■ **What is required**: Copy out, word for word, the lines of the records starting with the line that contains "Practice step: indicate the snow covered mountain" and continuing up to and including the final line of the records.

■ **Data to use**:
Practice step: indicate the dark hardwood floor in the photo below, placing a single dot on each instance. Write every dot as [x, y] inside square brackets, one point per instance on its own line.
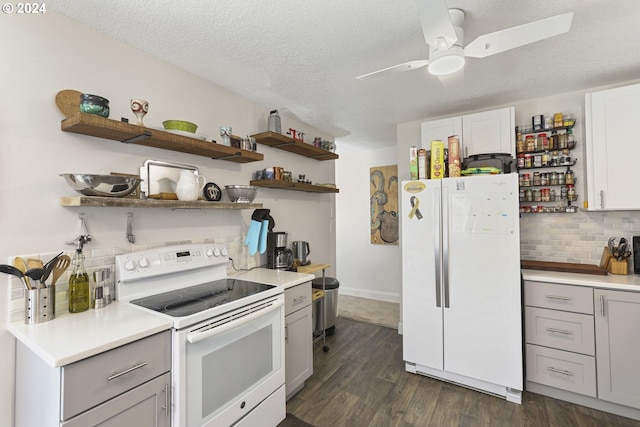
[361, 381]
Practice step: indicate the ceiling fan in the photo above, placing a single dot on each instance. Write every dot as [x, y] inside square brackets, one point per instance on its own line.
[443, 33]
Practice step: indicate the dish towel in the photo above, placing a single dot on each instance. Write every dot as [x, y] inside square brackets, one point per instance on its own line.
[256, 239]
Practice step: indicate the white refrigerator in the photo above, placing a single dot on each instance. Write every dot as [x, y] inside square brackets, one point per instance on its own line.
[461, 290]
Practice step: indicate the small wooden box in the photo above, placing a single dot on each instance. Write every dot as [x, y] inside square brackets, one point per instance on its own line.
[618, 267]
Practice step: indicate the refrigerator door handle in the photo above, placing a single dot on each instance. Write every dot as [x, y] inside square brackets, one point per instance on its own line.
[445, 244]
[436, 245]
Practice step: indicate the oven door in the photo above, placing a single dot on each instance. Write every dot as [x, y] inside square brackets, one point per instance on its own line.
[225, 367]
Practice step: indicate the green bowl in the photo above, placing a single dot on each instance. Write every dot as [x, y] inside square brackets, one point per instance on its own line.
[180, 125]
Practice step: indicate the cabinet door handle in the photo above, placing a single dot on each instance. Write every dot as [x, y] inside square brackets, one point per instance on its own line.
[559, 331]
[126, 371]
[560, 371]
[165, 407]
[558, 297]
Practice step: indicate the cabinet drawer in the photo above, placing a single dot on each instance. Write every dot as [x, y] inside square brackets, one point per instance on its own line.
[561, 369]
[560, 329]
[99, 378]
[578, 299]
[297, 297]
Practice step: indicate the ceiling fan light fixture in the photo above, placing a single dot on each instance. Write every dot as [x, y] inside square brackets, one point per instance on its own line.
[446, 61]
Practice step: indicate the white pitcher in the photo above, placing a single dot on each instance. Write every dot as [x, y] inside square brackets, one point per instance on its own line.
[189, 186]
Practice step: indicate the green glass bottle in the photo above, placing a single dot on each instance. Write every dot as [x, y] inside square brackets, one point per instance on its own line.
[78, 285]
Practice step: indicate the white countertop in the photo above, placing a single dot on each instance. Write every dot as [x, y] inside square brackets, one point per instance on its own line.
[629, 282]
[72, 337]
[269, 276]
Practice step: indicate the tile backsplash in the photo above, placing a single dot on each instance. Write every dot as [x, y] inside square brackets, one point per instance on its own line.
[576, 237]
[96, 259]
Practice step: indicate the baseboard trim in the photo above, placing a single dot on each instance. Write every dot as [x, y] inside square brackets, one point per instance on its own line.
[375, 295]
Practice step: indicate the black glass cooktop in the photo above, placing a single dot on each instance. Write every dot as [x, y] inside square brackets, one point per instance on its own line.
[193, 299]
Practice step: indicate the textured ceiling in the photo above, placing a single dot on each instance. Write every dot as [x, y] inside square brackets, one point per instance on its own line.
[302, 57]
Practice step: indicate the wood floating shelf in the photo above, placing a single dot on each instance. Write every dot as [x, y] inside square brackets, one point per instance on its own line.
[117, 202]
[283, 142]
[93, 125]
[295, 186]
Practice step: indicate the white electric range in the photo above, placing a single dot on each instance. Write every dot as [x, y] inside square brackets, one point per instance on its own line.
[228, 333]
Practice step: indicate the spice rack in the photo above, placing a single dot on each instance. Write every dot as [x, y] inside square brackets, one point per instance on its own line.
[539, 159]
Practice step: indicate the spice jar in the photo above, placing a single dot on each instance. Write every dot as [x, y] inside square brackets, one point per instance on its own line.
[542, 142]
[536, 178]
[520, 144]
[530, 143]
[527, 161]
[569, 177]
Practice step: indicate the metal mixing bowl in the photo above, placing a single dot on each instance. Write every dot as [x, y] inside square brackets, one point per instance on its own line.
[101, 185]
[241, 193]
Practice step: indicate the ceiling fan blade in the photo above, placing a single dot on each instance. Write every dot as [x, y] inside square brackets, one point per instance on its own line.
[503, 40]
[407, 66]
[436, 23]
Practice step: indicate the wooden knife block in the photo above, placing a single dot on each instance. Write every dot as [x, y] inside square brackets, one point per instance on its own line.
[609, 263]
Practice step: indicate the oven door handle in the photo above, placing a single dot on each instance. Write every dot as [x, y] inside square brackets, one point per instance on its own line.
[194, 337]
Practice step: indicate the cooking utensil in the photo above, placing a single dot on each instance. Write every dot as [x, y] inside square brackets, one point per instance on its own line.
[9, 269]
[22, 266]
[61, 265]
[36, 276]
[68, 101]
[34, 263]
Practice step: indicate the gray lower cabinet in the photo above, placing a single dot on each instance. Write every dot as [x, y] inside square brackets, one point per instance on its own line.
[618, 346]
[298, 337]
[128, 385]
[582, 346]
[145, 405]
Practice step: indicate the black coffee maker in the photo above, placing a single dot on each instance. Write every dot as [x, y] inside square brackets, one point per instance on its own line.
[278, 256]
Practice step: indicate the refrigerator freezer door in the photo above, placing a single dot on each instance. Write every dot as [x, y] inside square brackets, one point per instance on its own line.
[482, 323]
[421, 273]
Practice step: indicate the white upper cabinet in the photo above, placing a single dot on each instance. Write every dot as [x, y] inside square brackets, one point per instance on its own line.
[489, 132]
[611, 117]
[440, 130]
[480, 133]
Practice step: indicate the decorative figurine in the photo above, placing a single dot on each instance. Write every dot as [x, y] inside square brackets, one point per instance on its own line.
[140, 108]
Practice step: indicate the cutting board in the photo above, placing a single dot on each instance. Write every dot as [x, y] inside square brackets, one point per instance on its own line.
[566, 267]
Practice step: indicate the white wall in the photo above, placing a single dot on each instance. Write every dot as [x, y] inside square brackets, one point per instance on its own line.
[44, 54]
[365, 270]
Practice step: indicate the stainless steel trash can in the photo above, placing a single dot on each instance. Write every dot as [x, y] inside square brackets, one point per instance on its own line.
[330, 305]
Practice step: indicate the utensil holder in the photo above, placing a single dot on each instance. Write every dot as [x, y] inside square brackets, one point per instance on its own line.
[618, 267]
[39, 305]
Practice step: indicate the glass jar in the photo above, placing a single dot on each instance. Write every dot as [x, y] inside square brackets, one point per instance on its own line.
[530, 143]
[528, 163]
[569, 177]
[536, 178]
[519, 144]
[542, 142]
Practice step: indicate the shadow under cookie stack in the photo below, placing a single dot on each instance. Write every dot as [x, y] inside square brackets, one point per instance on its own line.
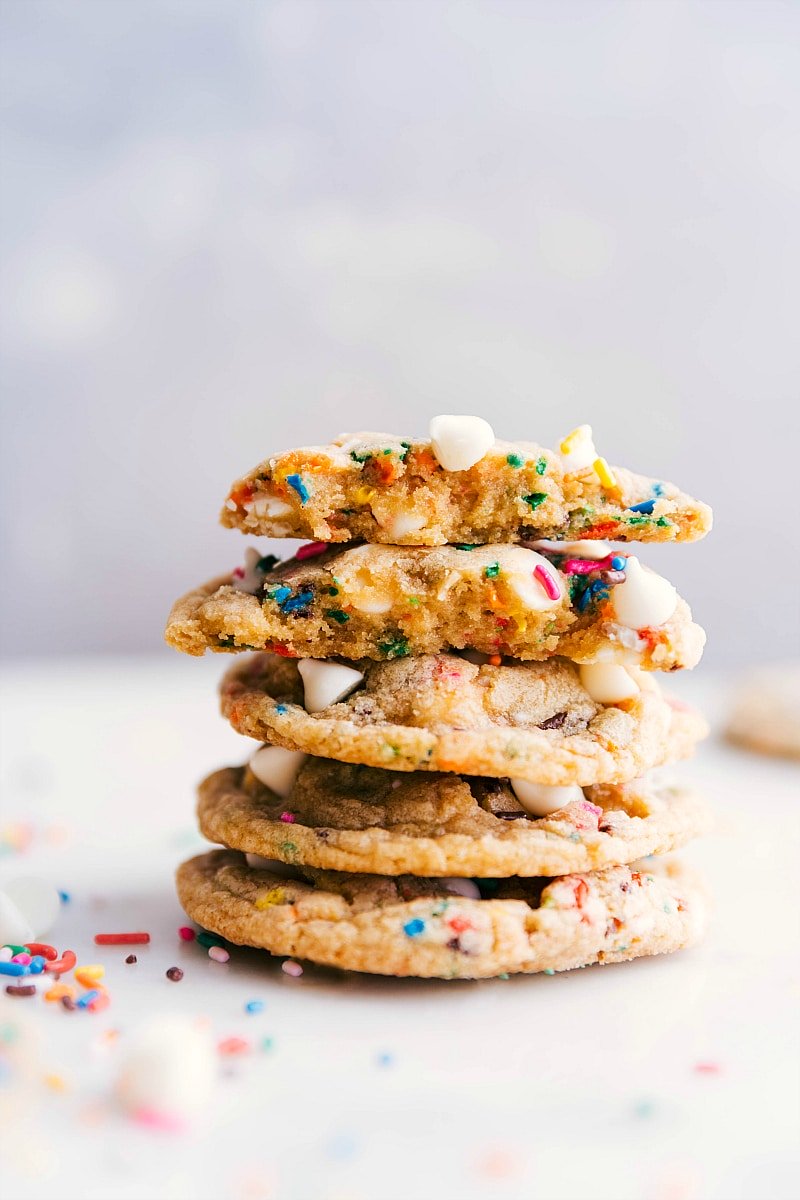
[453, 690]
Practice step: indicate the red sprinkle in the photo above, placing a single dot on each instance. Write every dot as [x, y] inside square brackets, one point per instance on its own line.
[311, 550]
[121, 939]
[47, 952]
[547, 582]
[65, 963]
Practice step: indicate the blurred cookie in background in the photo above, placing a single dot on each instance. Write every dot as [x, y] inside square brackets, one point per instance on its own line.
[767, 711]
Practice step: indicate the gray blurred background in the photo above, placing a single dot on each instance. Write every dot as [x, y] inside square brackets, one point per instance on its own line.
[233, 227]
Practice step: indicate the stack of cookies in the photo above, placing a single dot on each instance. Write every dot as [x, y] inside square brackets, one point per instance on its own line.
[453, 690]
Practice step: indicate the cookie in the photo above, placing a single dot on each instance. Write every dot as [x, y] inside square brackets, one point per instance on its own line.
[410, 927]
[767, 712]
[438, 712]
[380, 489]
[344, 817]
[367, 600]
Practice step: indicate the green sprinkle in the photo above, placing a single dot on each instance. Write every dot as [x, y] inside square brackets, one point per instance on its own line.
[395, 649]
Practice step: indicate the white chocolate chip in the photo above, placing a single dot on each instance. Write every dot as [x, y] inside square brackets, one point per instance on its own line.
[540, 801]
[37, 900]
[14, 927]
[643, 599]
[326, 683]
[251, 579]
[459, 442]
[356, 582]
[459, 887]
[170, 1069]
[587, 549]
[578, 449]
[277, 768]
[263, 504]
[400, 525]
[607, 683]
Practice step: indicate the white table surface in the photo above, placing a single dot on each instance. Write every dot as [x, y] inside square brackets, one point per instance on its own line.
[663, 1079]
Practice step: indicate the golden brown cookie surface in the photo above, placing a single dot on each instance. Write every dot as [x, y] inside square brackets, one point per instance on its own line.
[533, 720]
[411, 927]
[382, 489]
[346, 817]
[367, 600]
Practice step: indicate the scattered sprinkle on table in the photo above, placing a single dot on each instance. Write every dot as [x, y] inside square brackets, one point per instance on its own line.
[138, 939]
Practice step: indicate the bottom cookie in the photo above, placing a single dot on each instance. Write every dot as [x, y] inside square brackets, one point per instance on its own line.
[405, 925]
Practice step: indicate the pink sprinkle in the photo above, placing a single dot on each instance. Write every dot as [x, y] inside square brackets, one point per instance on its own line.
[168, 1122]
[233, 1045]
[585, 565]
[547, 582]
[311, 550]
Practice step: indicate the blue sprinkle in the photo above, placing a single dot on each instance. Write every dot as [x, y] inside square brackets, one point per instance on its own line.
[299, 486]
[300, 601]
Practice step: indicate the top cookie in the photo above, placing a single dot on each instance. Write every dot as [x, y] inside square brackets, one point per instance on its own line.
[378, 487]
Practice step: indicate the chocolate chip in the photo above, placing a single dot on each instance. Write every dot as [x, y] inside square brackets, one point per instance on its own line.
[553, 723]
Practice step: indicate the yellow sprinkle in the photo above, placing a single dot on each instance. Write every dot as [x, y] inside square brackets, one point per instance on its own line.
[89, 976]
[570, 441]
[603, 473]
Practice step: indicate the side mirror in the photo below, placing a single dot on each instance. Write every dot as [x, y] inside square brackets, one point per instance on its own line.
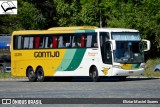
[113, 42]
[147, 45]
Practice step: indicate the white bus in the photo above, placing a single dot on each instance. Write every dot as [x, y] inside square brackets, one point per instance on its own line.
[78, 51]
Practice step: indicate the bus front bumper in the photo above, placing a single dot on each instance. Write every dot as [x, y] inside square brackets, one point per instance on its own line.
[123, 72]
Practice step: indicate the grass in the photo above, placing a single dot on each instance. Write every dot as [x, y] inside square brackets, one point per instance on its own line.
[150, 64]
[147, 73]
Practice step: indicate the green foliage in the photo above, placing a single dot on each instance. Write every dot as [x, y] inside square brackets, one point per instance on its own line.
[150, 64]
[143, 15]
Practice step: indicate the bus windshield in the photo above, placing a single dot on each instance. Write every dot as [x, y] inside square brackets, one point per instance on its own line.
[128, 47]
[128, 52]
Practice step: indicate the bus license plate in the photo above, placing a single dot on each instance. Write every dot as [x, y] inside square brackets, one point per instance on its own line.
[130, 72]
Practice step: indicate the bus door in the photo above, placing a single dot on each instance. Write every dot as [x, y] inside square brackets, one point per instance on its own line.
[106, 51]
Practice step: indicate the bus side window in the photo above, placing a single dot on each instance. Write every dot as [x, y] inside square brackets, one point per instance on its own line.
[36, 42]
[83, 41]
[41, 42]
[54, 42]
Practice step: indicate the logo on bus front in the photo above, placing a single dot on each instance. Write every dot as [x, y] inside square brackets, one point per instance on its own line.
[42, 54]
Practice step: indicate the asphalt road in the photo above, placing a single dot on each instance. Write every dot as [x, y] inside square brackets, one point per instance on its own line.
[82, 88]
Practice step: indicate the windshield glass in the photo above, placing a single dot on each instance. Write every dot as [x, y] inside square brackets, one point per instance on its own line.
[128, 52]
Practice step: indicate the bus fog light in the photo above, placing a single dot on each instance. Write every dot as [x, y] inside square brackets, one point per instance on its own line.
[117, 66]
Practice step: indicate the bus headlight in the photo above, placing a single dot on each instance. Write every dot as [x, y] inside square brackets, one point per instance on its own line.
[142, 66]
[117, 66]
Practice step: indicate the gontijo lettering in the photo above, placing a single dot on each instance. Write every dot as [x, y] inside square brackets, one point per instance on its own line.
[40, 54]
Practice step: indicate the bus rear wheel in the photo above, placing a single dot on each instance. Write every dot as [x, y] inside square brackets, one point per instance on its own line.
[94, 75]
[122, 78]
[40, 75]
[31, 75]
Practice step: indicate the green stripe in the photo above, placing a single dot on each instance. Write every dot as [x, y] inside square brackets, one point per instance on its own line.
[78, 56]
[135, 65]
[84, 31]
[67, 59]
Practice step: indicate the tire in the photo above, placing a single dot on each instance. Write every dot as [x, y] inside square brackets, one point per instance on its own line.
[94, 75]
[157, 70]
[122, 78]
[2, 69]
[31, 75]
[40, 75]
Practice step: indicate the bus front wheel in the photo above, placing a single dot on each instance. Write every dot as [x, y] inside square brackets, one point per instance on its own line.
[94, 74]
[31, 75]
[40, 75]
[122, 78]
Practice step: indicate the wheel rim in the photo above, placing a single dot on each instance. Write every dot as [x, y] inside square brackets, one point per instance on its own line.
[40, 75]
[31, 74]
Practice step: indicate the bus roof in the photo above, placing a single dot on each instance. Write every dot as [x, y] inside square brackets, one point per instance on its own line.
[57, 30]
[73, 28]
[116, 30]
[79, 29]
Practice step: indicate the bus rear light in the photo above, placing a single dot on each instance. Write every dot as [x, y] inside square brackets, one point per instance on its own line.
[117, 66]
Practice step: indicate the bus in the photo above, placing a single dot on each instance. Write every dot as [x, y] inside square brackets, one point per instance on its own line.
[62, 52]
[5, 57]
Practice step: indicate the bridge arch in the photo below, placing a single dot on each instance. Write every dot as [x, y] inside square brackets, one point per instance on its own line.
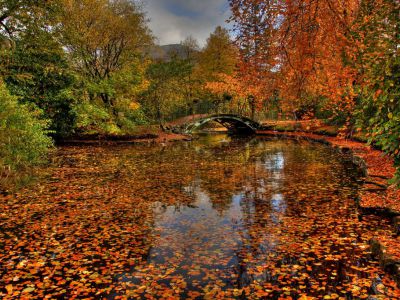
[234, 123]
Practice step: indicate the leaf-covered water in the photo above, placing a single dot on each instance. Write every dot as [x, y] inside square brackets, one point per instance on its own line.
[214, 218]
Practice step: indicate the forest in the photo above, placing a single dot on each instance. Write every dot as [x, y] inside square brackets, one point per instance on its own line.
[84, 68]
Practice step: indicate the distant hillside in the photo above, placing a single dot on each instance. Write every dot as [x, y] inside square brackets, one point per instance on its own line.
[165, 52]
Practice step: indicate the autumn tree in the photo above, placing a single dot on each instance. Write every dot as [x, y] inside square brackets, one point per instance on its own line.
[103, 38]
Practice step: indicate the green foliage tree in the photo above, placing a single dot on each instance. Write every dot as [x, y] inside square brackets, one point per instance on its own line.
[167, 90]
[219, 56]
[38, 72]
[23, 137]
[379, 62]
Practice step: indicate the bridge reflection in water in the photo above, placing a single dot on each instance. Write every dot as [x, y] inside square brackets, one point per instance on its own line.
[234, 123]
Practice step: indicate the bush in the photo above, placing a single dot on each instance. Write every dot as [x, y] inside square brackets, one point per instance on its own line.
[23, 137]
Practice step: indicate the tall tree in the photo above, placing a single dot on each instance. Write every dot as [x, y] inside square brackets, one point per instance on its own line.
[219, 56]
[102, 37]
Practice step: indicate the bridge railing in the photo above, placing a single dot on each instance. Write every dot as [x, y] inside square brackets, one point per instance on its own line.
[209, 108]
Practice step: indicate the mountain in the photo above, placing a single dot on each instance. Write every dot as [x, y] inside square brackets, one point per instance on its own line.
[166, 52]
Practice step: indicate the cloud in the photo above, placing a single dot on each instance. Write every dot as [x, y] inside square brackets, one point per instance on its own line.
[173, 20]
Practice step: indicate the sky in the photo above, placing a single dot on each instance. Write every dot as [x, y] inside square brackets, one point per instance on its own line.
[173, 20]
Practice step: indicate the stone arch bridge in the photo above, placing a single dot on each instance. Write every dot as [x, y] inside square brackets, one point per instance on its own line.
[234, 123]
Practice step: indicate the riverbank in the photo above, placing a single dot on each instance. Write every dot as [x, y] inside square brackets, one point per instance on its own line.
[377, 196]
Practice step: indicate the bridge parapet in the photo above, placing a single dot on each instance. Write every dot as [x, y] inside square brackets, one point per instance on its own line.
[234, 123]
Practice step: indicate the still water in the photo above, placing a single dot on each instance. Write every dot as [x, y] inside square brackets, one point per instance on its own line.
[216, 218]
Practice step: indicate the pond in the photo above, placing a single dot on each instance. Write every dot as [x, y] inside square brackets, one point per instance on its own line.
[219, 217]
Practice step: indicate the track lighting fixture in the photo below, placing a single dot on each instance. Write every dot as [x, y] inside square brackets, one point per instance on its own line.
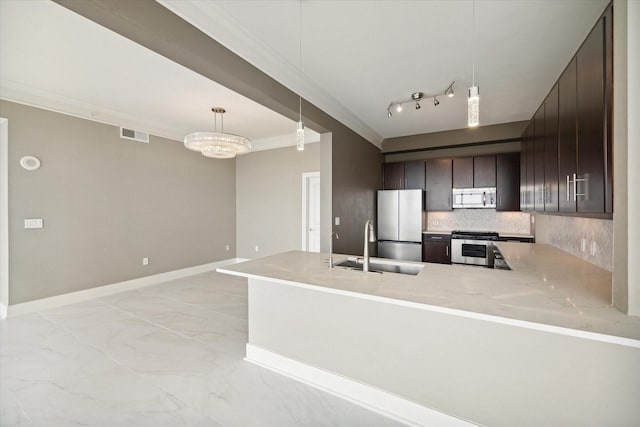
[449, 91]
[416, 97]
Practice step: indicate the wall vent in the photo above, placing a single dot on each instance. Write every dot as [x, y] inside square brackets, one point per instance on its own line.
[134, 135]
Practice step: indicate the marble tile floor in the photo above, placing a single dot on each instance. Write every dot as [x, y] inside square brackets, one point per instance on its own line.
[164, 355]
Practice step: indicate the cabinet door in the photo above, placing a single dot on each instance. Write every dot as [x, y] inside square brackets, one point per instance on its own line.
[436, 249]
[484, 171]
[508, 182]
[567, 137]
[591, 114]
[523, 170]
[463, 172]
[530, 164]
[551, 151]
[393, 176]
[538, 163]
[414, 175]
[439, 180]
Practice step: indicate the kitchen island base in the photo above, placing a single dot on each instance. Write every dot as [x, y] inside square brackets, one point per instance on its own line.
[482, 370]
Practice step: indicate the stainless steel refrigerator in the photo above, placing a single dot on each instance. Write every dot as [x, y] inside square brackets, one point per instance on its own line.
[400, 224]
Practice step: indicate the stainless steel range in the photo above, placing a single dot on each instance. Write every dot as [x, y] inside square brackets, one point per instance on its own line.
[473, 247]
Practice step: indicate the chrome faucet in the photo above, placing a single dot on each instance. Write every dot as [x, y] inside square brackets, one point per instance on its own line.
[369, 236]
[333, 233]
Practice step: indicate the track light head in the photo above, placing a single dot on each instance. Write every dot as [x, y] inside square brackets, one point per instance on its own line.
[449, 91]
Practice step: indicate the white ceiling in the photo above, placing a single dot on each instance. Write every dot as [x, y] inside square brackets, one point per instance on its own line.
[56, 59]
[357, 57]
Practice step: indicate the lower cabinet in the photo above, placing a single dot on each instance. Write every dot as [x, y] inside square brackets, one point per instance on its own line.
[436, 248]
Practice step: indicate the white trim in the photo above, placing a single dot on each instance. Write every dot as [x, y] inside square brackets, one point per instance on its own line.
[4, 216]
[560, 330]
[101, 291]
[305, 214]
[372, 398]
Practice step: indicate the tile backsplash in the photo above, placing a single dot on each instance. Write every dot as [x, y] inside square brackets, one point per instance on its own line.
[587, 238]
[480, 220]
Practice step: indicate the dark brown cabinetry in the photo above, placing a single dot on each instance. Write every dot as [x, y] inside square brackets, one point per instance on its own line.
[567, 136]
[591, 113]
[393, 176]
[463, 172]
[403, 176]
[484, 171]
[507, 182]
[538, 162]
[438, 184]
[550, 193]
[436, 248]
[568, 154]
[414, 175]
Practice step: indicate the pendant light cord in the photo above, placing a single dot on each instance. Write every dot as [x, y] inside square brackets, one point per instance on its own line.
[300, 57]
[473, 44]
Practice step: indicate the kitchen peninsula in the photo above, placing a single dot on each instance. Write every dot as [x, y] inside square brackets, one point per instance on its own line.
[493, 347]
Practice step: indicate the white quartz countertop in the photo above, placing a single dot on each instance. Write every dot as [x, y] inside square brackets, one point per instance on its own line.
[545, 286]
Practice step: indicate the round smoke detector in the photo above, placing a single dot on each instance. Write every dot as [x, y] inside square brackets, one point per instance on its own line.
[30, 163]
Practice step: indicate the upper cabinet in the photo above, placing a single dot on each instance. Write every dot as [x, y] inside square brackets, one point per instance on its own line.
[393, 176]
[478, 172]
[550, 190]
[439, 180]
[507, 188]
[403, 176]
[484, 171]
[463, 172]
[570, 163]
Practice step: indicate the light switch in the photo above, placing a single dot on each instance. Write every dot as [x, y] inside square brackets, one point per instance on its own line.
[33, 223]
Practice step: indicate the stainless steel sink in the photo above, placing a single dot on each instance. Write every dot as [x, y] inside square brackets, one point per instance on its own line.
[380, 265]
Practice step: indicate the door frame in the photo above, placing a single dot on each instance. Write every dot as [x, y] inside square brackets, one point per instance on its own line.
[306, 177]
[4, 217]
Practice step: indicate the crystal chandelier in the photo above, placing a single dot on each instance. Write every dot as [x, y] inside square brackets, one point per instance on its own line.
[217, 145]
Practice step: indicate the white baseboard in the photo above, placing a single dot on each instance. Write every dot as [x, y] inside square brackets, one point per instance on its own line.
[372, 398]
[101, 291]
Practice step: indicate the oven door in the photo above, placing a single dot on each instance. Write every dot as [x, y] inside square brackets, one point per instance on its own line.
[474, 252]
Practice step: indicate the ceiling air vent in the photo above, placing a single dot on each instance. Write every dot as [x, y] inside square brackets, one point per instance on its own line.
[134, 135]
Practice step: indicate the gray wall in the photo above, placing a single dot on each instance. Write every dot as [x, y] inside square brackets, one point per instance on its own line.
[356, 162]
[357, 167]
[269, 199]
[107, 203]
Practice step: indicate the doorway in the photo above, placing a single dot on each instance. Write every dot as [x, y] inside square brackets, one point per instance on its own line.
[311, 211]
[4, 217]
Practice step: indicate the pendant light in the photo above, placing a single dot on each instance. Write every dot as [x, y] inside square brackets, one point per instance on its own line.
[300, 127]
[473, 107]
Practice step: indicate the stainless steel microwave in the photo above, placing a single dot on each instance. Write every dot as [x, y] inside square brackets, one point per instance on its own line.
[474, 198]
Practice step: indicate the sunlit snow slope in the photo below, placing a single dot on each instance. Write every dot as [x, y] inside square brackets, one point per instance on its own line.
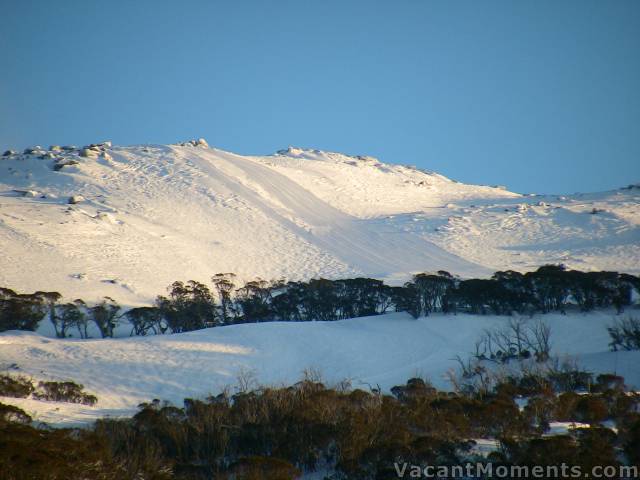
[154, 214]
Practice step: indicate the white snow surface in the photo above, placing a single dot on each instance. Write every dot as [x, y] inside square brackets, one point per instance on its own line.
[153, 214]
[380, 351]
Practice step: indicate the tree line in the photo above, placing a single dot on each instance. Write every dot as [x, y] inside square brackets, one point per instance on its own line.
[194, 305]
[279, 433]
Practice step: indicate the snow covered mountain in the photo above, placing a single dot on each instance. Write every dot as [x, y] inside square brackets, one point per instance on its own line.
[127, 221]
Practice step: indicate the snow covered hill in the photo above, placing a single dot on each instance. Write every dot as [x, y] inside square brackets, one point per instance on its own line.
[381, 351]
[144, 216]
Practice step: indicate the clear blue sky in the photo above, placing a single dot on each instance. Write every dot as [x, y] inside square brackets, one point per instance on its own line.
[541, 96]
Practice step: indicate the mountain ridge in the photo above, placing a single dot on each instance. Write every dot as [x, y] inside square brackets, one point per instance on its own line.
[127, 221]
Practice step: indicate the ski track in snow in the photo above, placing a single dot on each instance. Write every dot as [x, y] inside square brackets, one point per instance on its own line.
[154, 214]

■ **Solution**:
Practice step: indicate the snow covered mountain in the photo above, placing a single dot on each instance. Write every dot as [x, y] inside square brackets, one point per instance on its own line.
[127, 221]
Practice step: indicate the snow covered hill in the photo above, placing a single dot on each instance. Write every dot as [x, y] inside square brackets, one point per instance on its own line.
[381, 351]
[144, 216]
Practice step: indicate the clear blue sky in the photo above, placing a single dot on each instance. Write every dot as [x, y] inside square brackets, one point per instance on its own line.
[541, 96]
Practice step: indicate the mountain ridge in the photo above, placing a single dot on each instance. Write every dot as [x, y] inside square brackets, one point per instance on its own line.
[127, 221]
Practice step: indicate the ski track in snow in the photo above, placing a single dot on each instance. Write every dot as [x, y] inside square brackets, one point per instance on its own line.
[154, 214]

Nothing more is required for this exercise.